WHAT IS REQUIRED — Extract the records in full, leaving every picture out.

Excerpts from segmentation records —
* start *

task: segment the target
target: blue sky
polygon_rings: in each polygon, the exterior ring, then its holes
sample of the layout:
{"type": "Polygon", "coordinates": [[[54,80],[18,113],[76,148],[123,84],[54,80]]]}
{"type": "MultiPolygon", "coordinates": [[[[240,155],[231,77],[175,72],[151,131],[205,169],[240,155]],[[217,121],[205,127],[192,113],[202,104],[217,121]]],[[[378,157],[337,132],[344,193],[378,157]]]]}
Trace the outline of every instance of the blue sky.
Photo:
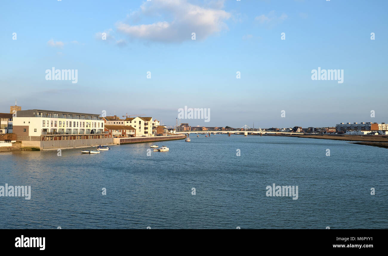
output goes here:
{"type": "Polygon", "coordinates": [[[388,122],[386,1],[1,5],[0,112],[16,98],[22,109],[146,114],[168,125],[185,106],[210,109],[208,123],[181,120],[192,126],[388,122]],[[46,80],[52,67],[78,69],[78,82],[46,80]],[[318,67],[343,69],[343,83],[312,80],[318,67]]]}

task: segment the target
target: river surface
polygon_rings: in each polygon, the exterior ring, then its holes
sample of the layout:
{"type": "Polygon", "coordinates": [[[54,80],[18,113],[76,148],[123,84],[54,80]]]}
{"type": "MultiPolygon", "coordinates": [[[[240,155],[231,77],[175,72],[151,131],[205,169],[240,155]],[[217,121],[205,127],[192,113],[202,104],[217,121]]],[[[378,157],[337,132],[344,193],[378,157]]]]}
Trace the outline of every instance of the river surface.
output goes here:
{"type": "Polygon", "coordinates": [[[0,185],[31,195],[0,197],[0,228],[388,228],[386,149],[199,136],[159,142],[170,151],[151,156],[151,143],[1,153],[0,185]],[[274,183],[298,186],[298,199],[267,196],[274,183]]]}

* end *

SOLUTION —
task: segment the target
target: blue sky
polygon_rings: in each polygon, the exterior ring, then its holes
sample of the layout:
{"type": "Polygon", "coordinates": [[[54,80],[18,113],[76,148],[123,84],[54,80]]]}
{"type": "MultiPolygon", "coordinates": [[[[240,155],[231,77],[175,72],[151,131],[205,169],[240,155]],[[217,121],[205,127],[192,113],[202,104],[217,121]]],[[[378,157],[337,132],[344,193],[378,157]]]]}
Trace the outline of every instance of the blue sky.
Photo:
output goes here:
{"type": "Polygon", "coordinates": [[[388,122],[386,1],[1,5],[0,112],[16,98],[22,109],[146,114],[168,125],[185,106],[210,109],[208,123],[181,120],[192,126],[388,122]],[[46,80],[52,67],[78,69],[78,82],[46,80]],[[318,67],[343,69],[343,83],[312,80],[318,67]]]}

task: segment the target
target: river surface
polygon_rings: in each polygon, the exterior ring, then its holes
sample of the layout:
{"type": "Polygon", "coordinates": [[[54,80],[18,113],[76,148],[123,84],[54,80]]]}
{"type": "MultiPolygon", "coordinates": [[[[240,155],[231,77],[175,72],[151,131],[205,169],[240,155]],[[217,121],[205,127],[192,113],[202,104],[217,121]]],[[[378,157],[337,132],[344,193],[378,157]]]]}
Trace the outline of every instance of the river surface.
output goes here:
{"type": "Polygon", "coordinates": [[[0,185],[31,195],[0,197],[0,228],[388,228],[386,149],[199,136],[159,142],[170,151],[151,156],[151,143],[1,153],[0,185]],[[274,183],[298,186],[298,199],[267,196],[274,183]]]}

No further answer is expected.